-- Your objective --
Your answer should restate each line of the data below word for word.

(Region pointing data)
────

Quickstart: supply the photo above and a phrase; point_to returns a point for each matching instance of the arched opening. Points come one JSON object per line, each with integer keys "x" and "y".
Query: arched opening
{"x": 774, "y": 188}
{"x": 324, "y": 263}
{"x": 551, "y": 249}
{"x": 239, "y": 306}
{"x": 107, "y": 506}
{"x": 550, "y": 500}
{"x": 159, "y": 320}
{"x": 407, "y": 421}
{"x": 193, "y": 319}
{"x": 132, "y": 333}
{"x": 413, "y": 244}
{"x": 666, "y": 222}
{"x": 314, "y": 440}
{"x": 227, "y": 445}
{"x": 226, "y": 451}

────

-- Response area --
Quickstart: supply the photo above and a phrase; point_to returns a point for each matching instance of the arched opening. Points come one JSON object per line, each with integer keys "x" and "y".
Query: arched opening
{"x": 774, "y": 188}
{"x": 324, "y": 263}
{"x": 551, "y": 249}
{"x": 239, "y": 306}
{"x": 107, "y": 506}
{"x": 550, "y": 500}
{"x": 159, "y": 320}
{"x": 407, "y": 421}
{"x": 193, "y": 319}
{"x": 132, "y": 333}
{"x": 413, "y": 244}
{"x": 666, "y": 222}
{"x": 314, "y": 440}
{"x": 227, "y": 445}
{"x": 226, "y": 451}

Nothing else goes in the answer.